■ TASK STATEMENT
Put each line of the material below into a JSON list of strings, one string per line and skipping blank lines, starting with the line that contains "Target: weathered stone wall" and continuing through the end of the material, both included.
----- ROWS
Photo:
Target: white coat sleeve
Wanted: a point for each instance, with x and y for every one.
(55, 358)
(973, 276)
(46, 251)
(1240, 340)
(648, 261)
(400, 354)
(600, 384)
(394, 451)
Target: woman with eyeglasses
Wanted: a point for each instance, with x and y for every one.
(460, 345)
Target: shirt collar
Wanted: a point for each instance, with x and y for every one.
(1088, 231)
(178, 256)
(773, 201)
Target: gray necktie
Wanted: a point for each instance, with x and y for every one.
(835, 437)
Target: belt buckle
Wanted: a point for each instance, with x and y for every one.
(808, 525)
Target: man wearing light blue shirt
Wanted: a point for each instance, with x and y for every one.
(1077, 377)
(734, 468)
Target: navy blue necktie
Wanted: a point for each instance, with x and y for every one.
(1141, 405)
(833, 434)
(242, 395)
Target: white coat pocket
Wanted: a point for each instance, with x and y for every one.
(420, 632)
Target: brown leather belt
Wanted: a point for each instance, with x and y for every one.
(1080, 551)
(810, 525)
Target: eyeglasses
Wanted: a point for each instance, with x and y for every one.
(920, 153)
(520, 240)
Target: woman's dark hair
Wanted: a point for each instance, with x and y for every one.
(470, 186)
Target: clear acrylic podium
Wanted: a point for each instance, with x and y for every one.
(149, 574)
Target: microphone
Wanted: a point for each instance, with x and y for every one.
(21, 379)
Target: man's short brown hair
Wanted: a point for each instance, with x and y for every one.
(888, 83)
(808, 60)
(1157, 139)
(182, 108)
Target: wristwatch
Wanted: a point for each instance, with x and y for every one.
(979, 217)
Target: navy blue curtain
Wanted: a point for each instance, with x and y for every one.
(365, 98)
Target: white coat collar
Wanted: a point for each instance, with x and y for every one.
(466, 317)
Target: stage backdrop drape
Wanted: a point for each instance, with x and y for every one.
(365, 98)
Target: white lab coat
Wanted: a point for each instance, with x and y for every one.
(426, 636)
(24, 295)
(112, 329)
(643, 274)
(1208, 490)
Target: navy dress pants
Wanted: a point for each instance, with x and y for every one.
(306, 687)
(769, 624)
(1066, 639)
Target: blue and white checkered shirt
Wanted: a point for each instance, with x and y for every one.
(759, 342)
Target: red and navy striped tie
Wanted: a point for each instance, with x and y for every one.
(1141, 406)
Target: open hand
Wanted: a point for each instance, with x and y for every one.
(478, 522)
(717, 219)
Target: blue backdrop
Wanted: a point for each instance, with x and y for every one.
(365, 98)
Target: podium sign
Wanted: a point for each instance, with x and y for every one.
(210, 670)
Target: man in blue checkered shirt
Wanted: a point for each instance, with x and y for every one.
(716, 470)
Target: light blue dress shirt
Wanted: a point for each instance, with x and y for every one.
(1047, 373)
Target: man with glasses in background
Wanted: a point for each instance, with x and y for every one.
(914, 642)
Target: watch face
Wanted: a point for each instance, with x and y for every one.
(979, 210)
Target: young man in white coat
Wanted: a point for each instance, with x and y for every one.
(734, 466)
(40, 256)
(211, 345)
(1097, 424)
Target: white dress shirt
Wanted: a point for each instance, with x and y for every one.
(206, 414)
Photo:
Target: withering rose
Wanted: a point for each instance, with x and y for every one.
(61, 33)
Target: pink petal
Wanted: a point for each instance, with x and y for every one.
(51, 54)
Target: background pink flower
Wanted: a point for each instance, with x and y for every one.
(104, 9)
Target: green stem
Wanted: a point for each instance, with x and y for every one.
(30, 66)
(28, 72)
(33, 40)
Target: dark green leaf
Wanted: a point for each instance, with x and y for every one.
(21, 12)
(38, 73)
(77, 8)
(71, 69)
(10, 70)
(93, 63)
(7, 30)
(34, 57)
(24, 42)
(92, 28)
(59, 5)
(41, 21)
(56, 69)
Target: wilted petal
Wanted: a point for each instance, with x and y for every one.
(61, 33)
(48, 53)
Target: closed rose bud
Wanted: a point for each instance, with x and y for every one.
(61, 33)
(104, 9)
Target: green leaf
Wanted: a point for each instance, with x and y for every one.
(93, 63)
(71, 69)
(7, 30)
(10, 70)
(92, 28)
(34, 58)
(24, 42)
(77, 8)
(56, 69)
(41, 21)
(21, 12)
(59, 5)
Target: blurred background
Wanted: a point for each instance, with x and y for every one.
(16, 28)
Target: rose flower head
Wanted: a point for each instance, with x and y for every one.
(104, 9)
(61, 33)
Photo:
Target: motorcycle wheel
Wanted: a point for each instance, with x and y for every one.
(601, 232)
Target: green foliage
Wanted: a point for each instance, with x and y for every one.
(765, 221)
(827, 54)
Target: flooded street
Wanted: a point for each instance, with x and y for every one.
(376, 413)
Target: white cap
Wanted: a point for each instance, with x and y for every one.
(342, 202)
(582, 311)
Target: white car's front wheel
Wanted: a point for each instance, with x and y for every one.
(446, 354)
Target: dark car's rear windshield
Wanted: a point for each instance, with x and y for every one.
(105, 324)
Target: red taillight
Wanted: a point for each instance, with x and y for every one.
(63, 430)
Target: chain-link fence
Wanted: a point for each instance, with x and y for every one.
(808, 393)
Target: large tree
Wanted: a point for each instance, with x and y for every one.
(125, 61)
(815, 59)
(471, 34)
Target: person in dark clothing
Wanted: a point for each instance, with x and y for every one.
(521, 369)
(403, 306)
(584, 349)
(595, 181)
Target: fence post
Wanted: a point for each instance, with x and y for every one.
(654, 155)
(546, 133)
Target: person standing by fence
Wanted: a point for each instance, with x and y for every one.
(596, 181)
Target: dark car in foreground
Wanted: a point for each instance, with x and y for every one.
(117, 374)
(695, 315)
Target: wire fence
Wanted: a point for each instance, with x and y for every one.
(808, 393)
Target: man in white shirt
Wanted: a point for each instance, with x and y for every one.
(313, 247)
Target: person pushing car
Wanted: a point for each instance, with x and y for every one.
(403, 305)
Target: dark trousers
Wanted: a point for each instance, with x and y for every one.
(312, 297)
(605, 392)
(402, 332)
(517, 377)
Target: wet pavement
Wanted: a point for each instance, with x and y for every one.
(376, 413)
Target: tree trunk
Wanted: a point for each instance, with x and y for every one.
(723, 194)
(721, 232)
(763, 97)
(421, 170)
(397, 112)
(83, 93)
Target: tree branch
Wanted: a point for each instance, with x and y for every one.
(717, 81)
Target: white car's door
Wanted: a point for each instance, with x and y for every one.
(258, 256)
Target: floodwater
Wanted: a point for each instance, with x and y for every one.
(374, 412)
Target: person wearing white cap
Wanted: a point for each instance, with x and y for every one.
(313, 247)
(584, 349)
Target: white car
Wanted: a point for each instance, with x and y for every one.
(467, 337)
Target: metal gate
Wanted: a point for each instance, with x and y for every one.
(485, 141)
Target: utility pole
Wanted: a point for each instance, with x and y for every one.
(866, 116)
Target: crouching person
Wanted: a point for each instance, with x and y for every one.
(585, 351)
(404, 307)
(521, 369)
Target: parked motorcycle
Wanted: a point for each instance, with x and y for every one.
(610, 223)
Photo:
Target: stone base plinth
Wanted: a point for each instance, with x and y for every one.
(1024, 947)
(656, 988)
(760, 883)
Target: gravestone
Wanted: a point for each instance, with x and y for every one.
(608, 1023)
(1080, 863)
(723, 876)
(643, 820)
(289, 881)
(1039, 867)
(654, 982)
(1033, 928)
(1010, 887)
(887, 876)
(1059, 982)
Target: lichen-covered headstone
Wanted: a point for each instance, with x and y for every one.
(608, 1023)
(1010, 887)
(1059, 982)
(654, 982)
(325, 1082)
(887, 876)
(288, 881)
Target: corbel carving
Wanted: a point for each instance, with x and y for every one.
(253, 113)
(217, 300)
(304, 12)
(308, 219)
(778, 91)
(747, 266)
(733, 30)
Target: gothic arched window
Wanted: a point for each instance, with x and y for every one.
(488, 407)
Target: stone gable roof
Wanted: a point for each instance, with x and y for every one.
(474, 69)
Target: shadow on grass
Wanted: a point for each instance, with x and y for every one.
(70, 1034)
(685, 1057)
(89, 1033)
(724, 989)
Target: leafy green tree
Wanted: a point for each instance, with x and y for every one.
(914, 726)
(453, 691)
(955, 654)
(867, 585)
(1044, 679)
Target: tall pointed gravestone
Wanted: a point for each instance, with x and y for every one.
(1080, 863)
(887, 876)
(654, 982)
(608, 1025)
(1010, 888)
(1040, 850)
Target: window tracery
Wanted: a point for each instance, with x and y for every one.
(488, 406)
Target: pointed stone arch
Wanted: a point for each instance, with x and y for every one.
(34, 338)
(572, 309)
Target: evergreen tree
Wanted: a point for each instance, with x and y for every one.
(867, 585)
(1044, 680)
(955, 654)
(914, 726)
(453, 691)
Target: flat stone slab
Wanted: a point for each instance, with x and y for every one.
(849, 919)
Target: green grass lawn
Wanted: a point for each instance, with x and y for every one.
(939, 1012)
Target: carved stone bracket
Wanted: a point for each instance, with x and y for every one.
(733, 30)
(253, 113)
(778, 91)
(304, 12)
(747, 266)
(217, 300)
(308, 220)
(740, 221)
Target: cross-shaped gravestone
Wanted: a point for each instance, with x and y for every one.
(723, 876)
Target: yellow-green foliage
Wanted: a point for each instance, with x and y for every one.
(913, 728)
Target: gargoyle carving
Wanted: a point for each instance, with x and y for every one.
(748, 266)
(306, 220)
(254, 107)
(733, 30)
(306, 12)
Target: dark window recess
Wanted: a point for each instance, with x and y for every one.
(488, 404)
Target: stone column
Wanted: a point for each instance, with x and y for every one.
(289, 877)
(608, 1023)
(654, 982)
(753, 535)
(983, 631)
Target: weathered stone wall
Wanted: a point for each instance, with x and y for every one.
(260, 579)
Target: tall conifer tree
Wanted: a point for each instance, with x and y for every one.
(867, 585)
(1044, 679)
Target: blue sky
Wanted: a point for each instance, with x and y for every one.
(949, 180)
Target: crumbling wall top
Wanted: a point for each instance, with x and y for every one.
----------
■ TASK RESULT
[
  "Target: weathered stone wall",
  "Wanted: a point for each instance, with x and y for every one.",
  "(260, 579)",
  "Target: tall conifer tree",
  "Wanted: a point for each instance, with x and y for every one.",
  "(867, 585)",
  "(1044, 679)",
  "Target: blue sky",
  "Wanted: a point for each instance, with x and y for every one.",
  "(949, 180)",
  "Target: crumbling wall top",
  "Wanted: a point for each instance, with x and y for every one."
]